■ **Stated task a**:
Select every line in the records below that contains the word "green", and copy each of those lines.

■ **Source passage**:
* Start *

How to Build an AI Agent That Actually Works

You have access to AI agents. Now what?

The technical side of building an agent is well documented. You can set a goal, write instructions, connect tools, and start chatting. But the harder part happens before you open the editor. It happens when you sit down and answer: What should this agent do, and how will I know it is doing it well?

This article walks through the thinking process behind building an effective AI agent, from identifying a use case to evaluating results.

Start with a problem, not a technology

The most common mistake is starting with "I want to build an AI agent" instead of "I have a problem that an AI agent could solve."

Before you build anything, answer these questions:

What task takes too long or happens inconsistently today? Look for repetitive, knowledge-heavy tasks where the answer exists somewhere but is hard to find or slow to assemble. Shift summaries, quality reports, data lookups, and rework guidance are good examples.
Who does this task today, and what do they struggle with? Talk to the person. Understand where they lose time, where they make mistakes, and what information they wish they had faster.
What would "good" look like if this task were done perfectly every time? If you cannot describe the ideal output, you are not ready to build an agent.

* End *

■ **Given data**:

* Start *

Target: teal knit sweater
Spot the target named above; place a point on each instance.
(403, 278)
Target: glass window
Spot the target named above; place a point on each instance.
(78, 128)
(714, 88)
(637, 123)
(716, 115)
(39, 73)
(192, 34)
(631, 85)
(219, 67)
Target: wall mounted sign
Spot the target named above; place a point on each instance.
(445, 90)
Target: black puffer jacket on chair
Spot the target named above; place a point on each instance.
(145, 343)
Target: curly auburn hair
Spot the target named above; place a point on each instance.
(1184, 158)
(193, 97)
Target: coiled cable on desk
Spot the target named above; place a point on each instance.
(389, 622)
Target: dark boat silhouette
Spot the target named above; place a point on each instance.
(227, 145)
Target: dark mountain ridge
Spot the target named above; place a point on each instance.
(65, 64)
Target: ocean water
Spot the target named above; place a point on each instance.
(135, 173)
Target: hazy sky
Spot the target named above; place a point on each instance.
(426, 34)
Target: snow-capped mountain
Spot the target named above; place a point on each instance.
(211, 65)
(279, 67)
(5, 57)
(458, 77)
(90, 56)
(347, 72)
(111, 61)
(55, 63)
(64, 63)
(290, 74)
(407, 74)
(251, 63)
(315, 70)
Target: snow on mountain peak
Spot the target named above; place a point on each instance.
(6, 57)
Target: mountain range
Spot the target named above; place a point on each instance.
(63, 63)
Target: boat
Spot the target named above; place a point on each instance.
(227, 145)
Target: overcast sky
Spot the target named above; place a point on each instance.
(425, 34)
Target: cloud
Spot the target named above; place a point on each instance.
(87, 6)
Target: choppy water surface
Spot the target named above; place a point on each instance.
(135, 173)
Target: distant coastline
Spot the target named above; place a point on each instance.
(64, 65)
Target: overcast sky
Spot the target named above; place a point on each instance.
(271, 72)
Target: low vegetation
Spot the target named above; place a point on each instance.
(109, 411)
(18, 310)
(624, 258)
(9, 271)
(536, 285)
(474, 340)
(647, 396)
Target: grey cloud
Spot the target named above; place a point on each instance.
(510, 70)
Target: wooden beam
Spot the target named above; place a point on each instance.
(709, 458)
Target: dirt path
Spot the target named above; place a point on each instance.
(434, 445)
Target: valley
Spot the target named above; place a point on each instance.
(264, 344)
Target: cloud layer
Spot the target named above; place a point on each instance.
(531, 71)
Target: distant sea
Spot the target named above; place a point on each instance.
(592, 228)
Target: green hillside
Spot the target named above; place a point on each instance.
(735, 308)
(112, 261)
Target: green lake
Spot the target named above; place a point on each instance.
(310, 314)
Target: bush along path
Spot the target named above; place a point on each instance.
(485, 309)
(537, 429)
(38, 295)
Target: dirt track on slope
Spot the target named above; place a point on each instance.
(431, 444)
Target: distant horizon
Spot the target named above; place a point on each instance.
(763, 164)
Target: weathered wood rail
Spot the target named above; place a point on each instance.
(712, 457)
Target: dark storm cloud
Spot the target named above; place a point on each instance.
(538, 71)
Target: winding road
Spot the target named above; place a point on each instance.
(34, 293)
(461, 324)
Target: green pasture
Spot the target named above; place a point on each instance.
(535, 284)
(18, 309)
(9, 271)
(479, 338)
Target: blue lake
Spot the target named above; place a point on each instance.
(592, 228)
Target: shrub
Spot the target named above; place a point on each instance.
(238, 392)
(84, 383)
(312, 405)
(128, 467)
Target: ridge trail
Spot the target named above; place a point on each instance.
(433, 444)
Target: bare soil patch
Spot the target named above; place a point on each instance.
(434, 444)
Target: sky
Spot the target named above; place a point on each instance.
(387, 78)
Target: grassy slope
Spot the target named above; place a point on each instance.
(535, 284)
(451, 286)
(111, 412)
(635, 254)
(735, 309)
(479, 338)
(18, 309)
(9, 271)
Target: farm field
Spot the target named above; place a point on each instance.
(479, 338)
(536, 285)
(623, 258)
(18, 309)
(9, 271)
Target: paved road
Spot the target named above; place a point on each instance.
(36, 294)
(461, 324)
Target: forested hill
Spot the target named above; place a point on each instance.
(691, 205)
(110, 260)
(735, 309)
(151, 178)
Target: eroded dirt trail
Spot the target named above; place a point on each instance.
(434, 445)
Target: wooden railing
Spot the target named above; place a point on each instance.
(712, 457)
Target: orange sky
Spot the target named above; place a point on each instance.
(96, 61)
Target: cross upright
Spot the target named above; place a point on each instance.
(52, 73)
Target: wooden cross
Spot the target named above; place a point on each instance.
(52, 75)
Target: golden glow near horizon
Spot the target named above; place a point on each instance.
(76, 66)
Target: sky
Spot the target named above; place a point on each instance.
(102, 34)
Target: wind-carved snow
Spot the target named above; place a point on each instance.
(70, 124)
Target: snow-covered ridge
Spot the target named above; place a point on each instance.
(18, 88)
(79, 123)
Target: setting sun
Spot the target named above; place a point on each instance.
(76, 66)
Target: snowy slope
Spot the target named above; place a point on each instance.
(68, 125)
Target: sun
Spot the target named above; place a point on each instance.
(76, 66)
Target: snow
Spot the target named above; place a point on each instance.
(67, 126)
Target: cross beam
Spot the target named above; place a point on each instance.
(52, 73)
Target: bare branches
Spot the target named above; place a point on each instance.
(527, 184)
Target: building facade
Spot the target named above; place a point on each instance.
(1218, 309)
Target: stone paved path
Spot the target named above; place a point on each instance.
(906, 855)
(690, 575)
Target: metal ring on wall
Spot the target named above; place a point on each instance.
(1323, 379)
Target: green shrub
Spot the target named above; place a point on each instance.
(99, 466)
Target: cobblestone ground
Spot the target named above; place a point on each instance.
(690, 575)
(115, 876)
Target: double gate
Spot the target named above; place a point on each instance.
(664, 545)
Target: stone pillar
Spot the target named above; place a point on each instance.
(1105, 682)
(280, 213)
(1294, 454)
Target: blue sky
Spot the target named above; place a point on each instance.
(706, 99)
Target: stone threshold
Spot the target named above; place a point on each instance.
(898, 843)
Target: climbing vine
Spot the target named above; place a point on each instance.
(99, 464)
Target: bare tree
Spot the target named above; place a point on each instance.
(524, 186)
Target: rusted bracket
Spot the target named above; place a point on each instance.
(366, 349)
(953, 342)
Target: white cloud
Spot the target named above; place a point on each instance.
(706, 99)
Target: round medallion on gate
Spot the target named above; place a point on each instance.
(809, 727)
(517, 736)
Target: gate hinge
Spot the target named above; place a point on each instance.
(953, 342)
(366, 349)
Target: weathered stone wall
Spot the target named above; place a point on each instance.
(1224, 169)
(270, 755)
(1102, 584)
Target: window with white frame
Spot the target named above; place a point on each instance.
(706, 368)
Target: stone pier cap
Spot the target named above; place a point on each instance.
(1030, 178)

* End *

■ **Stated task b**:
Set down the passage from the article on building AI agents, starting with "Before you build" and going on through "are good examples.".

■ **Full answer a**:
Target: green hillside
Target: green lake
Target: green pasture
Target: green shrub

■ **Full answer b**:
Before you build anything, answer these questions:

What task takes too long or happens inconsistently today? Look for repetitive, knowledge-heavy tasks where the answer exists somewhere but is hard to find or slow to assemble. Shift summaries, quality reports, data lookups, and rework guidance are good examples.